[start Excerpted records]

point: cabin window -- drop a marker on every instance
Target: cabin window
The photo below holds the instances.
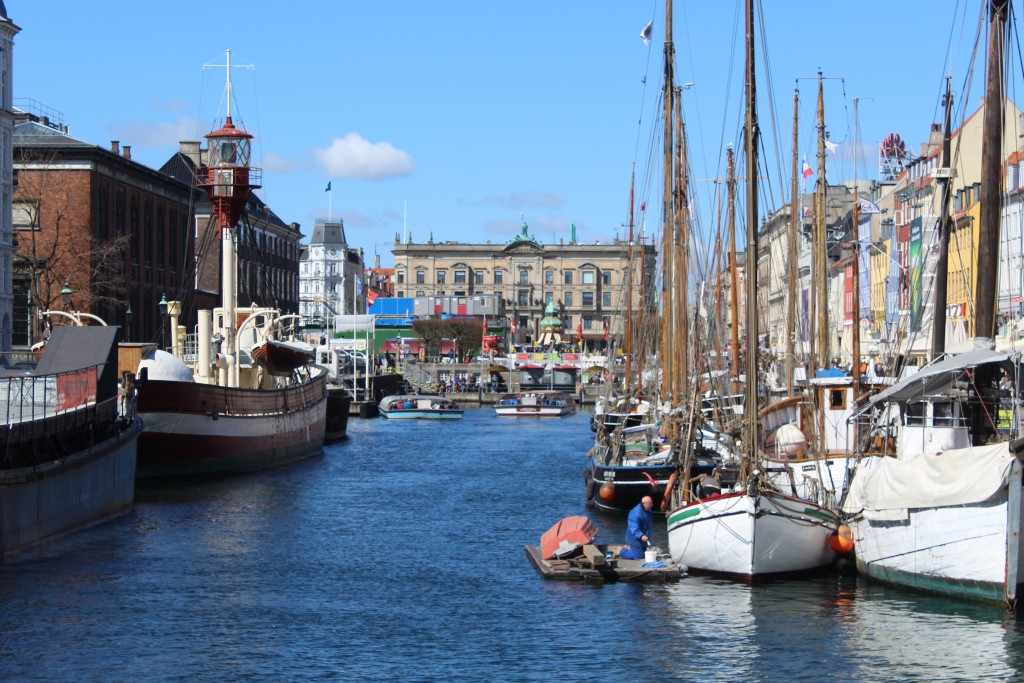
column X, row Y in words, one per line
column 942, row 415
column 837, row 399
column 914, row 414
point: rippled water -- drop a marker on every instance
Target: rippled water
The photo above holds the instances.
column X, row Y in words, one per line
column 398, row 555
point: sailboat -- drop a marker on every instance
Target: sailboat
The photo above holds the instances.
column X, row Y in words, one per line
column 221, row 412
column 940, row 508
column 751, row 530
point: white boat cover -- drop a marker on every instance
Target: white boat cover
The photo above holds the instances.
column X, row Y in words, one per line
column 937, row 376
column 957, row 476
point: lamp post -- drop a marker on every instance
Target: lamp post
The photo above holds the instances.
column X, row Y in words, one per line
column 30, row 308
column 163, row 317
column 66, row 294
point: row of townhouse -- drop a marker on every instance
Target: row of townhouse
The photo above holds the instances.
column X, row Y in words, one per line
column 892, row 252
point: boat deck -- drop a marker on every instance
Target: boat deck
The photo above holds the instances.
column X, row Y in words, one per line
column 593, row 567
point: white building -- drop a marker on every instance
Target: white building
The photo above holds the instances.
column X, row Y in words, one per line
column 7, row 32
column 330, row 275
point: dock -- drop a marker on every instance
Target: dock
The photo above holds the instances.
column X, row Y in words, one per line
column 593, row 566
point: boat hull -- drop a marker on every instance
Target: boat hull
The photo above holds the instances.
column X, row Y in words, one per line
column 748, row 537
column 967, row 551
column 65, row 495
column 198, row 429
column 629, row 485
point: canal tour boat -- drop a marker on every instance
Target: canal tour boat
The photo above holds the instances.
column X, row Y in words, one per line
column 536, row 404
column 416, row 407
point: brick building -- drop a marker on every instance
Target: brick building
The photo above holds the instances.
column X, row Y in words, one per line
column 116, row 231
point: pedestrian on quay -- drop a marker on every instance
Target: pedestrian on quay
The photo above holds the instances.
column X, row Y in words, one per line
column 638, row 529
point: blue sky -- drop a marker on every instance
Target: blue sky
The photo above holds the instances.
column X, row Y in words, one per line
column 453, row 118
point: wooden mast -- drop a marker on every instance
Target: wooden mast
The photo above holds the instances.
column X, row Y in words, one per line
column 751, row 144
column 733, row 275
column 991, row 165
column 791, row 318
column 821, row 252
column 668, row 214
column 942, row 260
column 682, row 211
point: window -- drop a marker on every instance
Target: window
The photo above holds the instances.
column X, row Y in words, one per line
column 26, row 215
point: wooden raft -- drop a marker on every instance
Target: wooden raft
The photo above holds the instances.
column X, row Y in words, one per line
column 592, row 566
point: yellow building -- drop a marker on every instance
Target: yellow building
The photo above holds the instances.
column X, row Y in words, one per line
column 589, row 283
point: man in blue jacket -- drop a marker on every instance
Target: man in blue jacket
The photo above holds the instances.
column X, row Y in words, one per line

[end Excerpted records]

- _Exercise brief_
Rewrite all of the records above, substituting "place a pin on each instance" for each occurrence of "drop a marker on every instance" and changing nothing else. Omit the pictures from the output.

- _Output of the exercise_
point: cabin window -- place a pin on each instance
Target: cabin window
The photo below holds the instances.
column X, row Y in words, one per line
column 942, row 415
column 837, row 399
column 914, row 414
point: rippled water -- place a pin on each instance
Target: rippled water
The photo above holds the instances.
column X, row Y in words, one per line
column 398, row 555
point: sailboat -- place a pin on each instance
Target: sailboat
The photo above holds the instances.
column X, row Y in words, one per line
column 221, row 412
column 940, row 508
column 751, row 530
point: white boat cover -- place a pin on each instance
Target: white boat cover
The photo above holds the instances.
column X, row Y in words, one per line
column 937, row 376
column 957, row 476
point: lamp post -- place a pin on each instance
Target: lamp post
The photo above holds the instances.
column X, row Y in words, one per line
column 30, row 308
column 163, row 317
column 66, row 294
point: row of townhouse -- place a pin on each instance
Target: row of townhouse
The photo above holds the instances.
column X, row Y in words, one per line
column 892, row 252
point: boat deck -- place a pin on each instance
Target: boat deck
The photo above holds the instances.
column X, row Y in words, one per line
column 593, row 567
point: white building -- place a pin on each instance
Target: white building
The photo above holds the instances.
column X, row Y in words, one per line
column 7, row 32
column 330, row 275
point: dock -- place a pin on each instance
Target: dock
The photo above holds the instances.
column X, row Y in words, one per line
column 593, row 566
point: boat hull -- place a pin on each instance
Target: boat hull
The photo above holds the instances.
column X, row Y in words, one per line
column 748, row 537
column 967, row 551
column 65, row 495
column 198, row 429
column 629, row 485
point: canal tour boat -- place a pin on each instance
Target: canal tour boat
The photo above holds the instances.
column X, row Y in words, one per line
column 536, row 404
column 416, row 407
point: brick building -- place a pin on each instance
Target: brick building
The photo above holds the instances.
column X, row Y in words, one per line
column 116, row 231
point: pedestrian on quay -- place a pin on each instance
Target: pedestrian on quay
The photo above holds the instances.
column X, row Y in words, one per line
column 638, row 529
point: blue sky -- place a pin on each instance
Target: blue sky
The photo above holds the instances.
column X, row Y in words, one per line
column 453, row 118
point: wooden mast -- place a pin on each instance
Target: wooden mast
The photo above holds the instances.
column X, row Y in words, one per line
column 751, row 144
column 733, row 275
column 991, row 165
column 791, row 318
column 821, row 252
column 668, row 214
column 942, row 260
column 682, row 211
point: window -- place a pin on each instance
Target: window
The photo above holds the instances.
column X, row Y in words, one per line
column 26, row 215
point: wooden raft -- place a pin on each instance
Target: wooden raft
The photo above holds the instances.
column X, row Y in words, one per line
column 592, row 566
point: yellow building -- place a pin on each instance
Target: yellow building
The photo above holds the instances.
column X, row Y in words, one per line
column 589, row 283
point: man in blue jacket -- place a pin on each instance
Target: man in blue jacket
The photo above holds the instances.
column X, row Y in words, one per line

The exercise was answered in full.